Excerpts from a pointing dataset:

────────────────────────────────────────

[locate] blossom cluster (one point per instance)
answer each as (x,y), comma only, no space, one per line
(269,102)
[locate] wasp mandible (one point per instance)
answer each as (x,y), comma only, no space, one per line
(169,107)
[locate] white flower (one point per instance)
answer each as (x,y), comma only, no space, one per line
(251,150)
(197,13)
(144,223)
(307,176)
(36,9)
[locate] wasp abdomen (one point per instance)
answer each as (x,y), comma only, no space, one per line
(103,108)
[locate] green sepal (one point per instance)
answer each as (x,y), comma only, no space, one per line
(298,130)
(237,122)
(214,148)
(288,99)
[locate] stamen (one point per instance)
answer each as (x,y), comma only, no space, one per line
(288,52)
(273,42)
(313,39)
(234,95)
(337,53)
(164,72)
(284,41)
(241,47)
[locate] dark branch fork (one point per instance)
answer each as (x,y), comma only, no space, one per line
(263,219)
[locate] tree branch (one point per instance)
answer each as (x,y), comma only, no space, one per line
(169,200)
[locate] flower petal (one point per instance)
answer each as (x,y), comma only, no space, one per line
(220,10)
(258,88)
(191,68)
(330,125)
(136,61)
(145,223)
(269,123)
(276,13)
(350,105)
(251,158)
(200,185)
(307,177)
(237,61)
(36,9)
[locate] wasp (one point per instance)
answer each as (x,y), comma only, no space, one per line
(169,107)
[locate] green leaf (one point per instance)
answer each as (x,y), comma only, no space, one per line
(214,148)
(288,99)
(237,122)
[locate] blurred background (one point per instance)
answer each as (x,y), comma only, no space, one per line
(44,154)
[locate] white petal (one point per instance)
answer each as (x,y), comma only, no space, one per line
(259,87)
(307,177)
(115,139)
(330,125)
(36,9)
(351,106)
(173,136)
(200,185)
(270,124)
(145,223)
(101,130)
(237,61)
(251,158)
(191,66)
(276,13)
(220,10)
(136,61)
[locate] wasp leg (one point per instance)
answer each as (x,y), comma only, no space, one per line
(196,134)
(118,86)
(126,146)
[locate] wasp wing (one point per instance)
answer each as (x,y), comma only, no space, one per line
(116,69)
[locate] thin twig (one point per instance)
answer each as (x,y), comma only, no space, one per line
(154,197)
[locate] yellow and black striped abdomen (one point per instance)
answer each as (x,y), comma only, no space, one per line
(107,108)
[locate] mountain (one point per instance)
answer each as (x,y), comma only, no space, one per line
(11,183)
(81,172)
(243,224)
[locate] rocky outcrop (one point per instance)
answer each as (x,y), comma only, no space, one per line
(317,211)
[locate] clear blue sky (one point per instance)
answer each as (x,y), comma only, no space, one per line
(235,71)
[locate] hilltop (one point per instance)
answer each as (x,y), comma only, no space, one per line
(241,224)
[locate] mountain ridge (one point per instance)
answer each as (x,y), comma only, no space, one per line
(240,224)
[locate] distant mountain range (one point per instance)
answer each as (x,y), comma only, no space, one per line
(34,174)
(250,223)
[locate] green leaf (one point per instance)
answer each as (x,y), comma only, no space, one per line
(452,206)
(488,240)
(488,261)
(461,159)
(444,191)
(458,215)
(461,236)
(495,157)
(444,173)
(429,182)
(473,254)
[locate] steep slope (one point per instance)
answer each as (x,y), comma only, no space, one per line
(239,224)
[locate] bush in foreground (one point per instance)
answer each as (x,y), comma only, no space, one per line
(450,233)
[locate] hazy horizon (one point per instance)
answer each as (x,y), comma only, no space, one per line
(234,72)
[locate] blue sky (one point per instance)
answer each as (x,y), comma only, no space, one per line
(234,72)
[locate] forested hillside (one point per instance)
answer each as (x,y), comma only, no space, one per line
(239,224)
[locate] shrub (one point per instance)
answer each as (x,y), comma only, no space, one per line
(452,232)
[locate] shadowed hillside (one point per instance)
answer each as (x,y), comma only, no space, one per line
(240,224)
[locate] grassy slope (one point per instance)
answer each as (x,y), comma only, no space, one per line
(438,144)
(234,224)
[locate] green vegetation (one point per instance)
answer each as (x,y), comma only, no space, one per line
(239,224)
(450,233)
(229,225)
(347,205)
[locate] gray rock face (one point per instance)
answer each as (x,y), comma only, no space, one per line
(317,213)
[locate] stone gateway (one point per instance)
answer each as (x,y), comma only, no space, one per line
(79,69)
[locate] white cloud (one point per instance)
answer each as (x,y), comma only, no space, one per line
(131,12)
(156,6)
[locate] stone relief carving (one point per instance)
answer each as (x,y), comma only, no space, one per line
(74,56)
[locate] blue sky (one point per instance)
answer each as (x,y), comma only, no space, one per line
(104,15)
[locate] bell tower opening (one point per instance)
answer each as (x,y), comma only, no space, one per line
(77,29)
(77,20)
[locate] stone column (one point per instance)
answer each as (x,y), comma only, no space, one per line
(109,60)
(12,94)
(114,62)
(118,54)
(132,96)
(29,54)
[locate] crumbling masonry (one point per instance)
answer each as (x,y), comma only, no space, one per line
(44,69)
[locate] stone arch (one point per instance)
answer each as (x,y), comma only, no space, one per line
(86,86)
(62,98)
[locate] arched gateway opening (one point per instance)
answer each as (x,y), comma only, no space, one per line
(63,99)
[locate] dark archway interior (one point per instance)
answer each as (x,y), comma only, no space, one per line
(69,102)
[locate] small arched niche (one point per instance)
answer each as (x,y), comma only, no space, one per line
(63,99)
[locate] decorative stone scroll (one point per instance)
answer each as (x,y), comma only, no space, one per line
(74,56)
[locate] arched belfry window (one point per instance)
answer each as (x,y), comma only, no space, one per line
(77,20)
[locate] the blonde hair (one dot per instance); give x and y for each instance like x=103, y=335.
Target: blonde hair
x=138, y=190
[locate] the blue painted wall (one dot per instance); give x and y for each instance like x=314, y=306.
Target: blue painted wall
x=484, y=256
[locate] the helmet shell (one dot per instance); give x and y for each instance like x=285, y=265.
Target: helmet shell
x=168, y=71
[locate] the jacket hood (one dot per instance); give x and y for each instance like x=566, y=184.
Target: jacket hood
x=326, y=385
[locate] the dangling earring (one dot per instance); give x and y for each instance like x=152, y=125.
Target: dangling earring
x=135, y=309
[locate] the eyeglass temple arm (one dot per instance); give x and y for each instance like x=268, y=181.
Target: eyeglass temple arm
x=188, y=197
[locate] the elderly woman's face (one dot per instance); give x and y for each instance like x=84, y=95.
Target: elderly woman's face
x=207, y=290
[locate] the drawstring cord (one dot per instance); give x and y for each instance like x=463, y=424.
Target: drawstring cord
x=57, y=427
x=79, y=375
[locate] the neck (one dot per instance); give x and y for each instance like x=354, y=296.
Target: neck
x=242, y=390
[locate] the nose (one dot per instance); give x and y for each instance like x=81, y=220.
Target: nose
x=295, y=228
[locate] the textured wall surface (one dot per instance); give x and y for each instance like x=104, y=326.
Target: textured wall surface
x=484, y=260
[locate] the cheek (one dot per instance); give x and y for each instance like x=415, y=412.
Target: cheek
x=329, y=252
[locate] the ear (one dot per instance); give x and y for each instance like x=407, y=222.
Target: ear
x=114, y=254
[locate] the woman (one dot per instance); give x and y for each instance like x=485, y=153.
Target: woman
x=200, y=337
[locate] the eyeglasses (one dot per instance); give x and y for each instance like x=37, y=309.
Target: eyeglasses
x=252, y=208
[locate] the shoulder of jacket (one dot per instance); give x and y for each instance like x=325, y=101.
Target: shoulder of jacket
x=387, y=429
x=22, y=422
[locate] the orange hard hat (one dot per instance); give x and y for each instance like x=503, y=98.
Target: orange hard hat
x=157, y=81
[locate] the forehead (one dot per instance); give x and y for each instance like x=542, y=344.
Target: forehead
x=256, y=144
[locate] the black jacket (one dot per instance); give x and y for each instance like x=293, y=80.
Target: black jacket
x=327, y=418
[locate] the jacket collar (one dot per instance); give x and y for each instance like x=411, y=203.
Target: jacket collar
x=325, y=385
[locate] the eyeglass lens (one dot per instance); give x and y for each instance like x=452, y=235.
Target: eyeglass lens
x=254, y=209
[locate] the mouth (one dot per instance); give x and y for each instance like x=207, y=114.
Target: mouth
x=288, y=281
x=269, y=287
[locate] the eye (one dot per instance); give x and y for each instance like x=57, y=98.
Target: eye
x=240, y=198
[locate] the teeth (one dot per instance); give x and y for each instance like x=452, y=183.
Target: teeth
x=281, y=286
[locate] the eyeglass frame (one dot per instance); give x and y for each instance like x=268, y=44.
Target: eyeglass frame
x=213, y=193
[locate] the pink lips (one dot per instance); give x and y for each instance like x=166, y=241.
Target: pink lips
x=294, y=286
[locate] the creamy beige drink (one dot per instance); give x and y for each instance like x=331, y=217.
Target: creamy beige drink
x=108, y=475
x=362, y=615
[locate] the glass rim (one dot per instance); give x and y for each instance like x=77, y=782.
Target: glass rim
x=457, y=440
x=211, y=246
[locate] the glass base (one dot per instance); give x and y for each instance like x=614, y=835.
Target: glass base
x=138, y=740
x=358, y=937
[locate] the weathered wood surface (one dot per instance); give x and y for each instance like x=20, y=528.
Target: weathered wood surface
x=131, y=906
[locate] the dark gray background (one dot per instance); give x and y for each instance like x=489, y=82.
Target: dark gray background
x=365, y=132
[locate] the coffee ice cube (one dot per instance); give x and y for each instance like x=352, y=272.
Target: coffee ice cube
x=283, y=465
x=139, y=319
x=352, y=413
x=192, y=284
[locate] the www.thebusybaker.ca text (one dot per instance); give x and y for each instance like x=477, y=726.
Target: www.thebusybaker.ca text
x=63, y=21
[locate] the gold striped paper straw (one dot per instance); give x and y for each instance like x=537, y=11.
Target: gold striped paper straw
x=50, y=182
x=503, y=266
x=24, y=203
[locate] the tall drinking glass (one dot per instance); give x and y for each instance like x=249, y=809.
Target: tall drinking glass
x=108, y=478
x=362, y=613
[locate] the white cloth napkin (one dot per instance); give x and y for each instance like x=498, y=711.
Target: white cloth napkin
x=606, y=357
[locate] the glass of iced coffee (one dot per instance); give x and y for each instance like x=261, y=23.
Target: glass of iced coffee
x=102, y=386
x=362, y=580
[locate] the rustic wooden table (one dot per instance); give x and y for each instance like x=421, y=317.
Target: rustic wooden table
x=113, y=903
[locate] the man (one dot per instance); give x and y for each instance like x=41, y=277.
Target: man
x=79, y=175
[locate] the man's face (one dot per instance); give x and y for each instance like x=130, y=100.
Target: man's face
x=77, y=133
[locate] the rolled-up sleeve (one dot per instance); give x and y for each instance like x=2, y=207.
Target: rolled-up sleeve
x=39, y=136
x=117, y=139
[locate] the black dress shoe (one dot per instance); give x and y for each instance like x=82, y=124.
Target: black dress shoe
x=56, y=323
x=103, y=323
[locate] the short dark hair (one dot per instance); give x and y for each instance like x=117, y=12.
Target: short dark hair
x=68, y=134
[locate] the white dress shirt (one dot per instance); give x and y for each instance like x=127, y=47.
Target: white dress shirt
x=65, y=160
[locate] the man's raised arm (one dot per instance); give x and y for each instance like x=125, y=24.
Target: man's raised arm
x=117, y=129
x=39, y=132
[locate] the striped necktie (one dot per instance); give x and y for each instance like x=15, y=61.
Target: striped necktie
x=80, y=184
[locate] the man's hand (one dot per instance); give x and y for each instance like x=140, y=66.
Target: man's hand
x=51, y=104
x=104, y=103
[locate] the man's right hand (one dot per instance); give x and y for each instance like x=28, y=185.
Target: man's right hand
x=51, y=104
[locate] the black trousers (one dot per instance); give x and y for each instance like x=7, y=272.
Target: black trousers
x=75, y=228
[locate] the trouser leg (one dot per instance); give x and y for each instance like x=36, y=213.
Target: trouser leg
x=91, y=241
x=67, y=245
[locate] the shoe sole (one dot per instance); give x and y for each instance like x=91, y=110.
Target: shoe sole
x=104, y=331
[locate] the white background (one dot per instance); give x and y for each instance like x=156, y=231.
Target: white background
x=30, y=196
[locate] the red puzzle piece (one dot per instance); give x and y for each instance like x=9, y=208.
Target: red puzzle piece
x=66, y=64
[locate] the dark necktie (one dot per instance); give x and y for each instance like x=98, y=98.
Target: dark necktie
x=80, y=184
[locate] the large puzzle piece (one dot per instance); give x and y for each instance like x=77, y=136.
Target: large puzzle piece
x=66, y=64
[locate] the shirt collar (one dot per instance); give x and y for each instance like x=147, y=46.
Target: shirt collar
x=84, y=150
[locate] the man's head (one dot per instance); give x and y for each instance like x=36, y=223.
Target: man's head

────────────────────────────────────────

Edit the data from the line containing "[locate] the forehead" through the line containing "x=281, y=286", inclusive, changing every "one dot per instance" to "one point per instance" and leaving everything else unchanged. Give only those edited lines.

» **RESPONSE FOR THIS EXERCISE**
[locate] the forehead (one point per instance); give x and y for each instance like x=542, y=344.
Target: forehead
x=256, y=144
[locate] the black jacket (one point per instance); give x and y for each instance like x=293, y=80.
Target: black jacket
x=327, y=418
[locate] the jacket collar (one point per instance); give x and y for each instance like x=411, y=203.
Target: jacket collar
x=325, y=385
[locate] the eyeglass lens (one point per instance); give x and y for each instance like x=452, y=235.
Target: eyeglass lens
x=254, y=209
[locate] the mouth (one point per instance); give x and y for each instance like x=207, y=114.
Target: mouth
x=288, y=281
x=269, y=287
[locate] the eye (one point per instance); give x and y for each instance like x=57, y=98.
Target: eye
x=240, y=198
[locate] the teeth (one point per instance); give x and y for each instance like x=452, y=183.
Target: teeth
x=281, y=286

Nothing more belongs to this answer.